--- PASSAGE PROVIDED ---
Gerry, good work on the router table. it looks great. i like your plate levelers. they sell something that works on the same concept,but the leveling screws are plastic and not nearly as substantial as your. i want to build a new fence for my table and i like the replaceable mid section that is cut on the angles. what degree angles did you use?


----------



## Gerard_sr (Dec 7, 2008)

*Thanks Levon!*



levon said:


> Gerry, good work on the router table. it looks great. i like your plate levelers. they sell something that works on the same concept,but the leveling screws are plastic and not nearly as substantial as your. i want to build a new fence for my table and i like the replaceable mid section that is cut on the angles. what degree angles did you use?


Thanks Levon!

They were made from 1/4" scraps of aluminum. Them and the bolts came from a dumpster! LOL! (I did buy the #10x3/4" pan head screws though.) If you decide to use that idea, try and keep the apex of a triangle formed by lines between the mounting screws and adjustment screw, as small as possible.

That fence is salvaged 3/4 white pine with a surface of that white coated Masonite product glued to it, Lowes sells it in 4x8 sheets. I had some left over from my porch.

Oh, Yea, the angle! Well that's a standard 45 degree. The bottom is also held in place by the 2" stock behind it, the top has two metal tabs to hold it. Image 23 kind of shows the bottom and also shows the metal tabs.

I saw something like it somewhere on line and modified the idea to suit my needs. If I had to do that part over, I would consider making it a V rather than an angle to eliminate the top metal tabs. I have a second piece glued up and ready to cut for other inserts.

Cordially,
Gerry


----------



## levon (Sep 14, 2008)

doesnt it always seem that we all build things and there is 1 thing we would do differently next time,lol looks great! im not an experienced woodworker but as i continue building jigs for various purposes, i can see my quality and accuracy improving. that is a satisfying feeling.


----------



## levon (Sep 14, 2008)

i see what you mean about the metal tabs. i was thinking of using a solid board then attaching a fence like yours to it, then the solid backer board would hold the insert.


----------



## Gerard_sr (Dec 7, 2008)

I'm darn rusty, last time I did serious "woodworking" was back in high school in 1969! They were building a new shop out of a three "bus" garage and we built all the cabinetry in it over the summer in 68'. I also built a big old stereo cabinet in 69'. Remember those? But as the need arose, I did respond. I hope now, to get some of what you call "more experience"!
Also, now that I'm retired, I have to "clean up my act" and re-organize half of the basement into a genuine shop. That's why in some of the photos you see the "boss's" car. I roll the saw out into the garage area, roll it back and clean up before she gets home from work.
Cordially,
Gerry


----------



## Gerard_sr (Dec 7, 2008)

levon said:


> i see what you mean about the metal tabs. i was thinking of using a solid board then attaching a fence like yours to it, then the solid backer board would hold the insert.


That'll work just fine!
Did you see my crazy fence adjuster? 
It works nice for taking successively deeper cuts.


----------



## levon (Sep 14, 2008)

--- TASKS AND EXERCISES ---
1. In the router table thread, at what angle was the replaceable mid section of the fence cut?
2. Pull out every line of the records that contains the word "green".

--- DATA SHOWN ---

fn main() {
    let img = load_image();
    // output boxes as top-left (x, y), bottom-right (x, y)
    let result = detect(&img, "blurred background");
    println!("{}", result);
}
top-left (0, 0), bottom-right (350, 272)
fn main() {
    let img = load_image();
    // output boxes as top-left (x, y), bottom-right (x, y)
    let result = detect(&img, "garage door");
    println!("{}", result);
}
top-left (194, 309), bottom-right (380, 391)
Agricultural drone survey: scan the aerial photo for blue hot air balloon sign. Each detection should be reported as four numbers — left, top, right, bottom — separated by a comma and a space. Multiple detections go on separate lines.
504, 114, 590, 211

...

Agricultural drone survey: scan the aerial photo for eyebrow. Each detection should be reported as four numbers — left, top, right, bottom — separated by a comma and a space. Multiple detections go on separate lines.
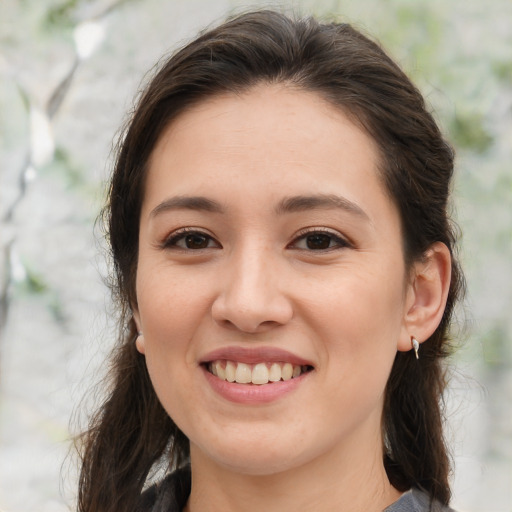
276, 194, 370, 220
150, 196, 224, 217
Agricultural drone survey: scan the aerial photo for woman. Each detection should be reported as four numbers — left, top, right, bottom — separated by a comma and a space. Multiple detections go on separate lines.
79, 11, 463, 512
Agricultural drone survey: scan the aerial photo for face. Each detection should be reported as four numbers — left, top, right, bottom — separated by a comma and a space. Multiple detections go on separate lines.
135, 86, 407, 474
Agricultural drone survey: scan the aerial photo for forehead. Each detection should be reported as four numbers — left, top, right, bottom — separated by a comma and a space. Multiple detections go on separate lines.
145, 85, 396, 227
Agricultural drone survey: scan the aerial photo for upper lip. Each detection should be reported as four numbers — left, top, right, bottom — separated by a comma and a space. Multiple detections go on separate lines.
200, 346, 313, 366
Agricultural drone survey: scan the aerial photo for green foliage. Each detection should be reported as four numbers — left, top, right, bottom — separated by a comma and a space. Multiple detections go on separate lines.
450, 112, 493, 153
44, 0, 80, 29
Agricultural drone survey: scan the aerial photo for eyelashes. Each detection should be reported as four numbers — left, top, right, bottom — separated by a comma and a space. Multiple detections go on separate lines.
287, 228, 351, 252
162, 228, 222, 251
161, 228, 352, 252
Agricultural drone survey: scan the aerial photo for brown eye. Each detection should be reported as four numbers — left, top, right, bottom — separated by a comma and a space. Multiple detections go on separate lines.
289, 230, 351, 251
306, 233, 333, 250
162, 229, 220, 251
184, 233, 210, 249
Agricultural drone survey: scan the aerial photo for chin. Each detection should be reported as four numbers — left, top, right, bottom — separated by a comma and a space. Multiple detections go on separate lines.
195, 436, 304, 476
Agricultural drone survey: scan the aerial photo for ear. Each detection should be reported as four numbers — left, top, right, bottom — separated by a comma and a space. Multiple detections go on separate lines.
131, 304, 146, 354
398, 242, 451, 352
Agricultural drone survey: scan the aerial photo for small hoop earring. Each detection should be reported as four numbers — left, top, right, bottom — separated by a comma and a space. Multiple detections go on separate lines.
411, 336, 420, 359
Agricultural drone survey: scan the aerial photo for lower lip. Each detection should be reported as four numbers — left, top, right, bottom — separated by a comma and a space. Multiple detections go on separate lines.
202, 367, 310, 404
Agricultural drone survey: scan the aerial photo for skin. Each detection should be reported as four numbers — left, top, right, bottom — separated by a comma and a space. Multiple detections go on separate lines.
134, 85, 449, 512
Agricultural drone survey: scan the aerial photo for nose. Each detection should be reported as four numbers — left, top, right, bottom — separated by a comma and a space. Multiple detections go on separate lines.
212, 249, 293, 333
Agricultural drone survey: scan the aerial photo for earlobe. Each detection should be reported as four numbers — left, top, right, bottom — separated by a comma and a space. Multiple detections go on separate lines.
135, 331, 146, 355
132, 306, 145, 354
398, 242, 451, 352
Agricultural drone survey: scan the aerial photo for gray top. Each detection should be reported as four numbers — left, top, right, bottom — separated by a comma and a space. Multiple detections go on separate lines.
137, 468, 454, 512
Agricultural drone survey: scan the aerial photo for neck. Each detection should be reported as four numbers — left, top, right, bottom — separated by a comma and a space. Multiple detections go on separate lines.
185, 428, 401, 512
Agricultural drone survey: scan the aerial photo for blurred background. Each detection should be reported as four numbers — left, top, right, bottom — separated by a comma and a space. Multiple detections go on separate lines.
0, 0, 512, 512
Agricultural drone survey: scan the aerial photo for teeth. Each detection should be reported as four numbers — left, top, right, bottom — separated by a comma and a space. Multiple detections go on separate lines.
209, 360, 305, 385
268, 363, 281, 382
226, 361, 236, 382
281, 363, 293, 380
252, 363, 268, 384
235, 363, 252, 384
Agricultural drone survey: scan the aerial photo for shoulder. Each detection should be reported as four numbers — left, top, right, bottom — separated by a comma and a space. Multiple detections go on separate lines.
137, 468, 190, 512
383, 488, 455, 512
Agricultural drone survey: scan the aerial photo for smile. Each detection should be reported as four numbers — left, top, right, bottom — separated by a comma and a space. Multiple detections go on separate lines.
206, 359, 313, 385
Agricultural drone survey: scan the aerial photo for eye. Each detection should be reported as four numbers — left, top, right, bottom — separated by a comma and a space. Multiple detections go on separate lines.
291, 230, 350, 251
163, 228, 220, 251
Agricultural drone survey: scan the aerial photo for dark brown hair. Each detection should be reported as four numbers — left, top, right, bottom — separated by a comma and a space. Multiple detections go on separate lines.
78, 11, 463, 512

--

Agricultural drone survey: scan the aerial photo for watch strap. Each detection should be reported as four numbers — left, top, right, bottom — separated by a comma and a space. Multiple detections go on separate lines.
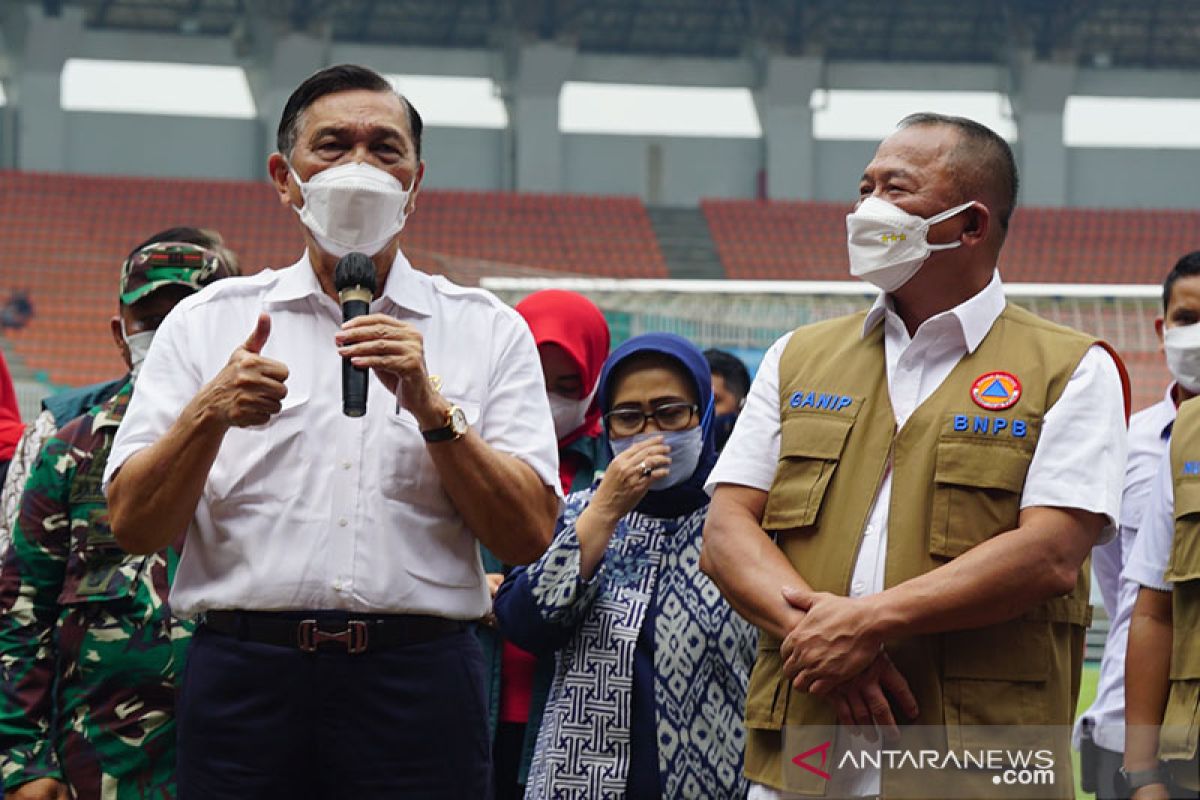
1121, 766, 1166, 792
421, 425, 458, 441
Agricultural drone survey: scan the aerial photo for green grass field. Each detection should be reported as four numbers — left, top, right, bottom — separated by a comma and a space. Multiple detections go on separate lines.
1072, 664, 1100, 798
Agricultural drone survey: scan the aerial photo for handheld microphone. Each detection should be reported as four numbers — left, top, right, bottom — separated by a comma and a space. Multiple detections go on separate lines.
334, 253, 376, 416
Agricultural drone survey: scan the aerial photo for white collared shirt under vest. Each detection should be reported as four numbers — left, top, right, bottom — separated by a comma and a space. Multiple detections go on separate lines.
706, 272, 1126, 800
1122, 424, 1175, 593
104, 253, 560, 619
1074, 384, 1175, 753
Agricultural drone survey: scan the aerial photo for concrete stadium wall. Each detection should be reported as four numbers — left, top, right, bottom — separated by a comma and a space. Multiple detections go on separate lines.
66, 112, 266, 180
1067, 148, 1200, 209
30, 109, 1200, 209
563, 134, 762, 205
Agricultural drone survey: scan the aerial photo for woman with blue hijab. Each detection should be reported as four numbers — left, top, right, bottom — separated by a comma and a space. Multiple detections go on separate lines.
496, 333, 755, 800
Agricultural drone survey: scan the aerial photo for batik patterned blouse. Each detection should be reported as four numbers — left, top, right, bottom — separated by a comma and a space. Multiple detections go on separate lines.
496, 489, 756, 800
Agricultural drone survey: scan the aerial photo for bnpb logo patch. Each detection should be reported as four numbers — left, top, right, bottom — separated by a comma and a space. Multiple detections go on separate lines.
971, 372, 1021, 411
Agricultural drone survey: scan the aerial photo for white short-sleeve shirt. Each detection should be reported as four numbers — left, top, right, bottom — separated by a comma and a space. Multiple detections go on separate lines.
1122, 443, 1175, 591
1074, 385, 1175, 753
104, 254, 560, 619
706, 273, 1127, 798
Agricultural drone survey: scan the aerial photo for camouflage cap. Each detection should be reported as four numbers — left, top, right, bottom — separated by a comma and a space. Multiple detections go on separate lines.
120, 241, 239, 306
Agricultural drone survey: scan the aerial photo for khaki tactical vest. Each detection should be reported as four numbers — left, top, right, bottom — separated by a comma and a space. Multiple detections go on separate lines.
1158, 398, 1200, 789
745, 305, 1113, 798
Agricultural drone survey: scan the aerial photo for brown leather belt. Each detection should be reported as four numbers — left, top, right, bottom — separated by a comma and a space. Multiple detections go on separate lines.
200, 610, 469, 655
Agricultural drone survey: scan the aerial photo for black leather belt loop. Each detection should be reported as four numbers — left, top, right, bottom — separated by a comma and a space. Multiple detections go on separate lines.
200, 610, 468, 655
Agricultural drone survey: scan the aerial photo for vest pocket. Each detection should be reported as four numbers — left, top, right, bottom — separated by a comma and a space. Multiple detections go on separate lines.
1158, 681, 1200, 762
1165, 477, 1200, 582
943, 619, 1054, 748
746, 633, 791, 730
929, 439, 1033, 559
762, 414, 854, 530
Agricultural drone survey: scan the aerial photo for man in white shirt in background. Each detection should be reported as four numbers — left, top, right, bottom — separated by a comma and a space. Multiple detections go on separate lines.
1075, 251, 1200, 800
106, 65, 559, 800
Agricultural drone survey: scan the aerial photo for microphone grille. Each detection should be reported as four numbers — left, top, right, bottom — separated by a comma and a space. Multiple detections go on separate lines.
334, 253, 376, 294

--- ANSWERS TO EACH TASK ---
1. A standard 45 degrees.

2.
Agricultural drone survey: scan the aerial photo for green foliage. Each detection should be reported as four numbers — left, top, right, bottom — separated by a comma and a space. Multiple detections go on separate lines.
Agricultural drone survey: scan the aerial photo for green grass field. Each detection should be reported as four numbers — left, top, right, bottom — separated by a comma and a space. Multiple detections go on separate lines.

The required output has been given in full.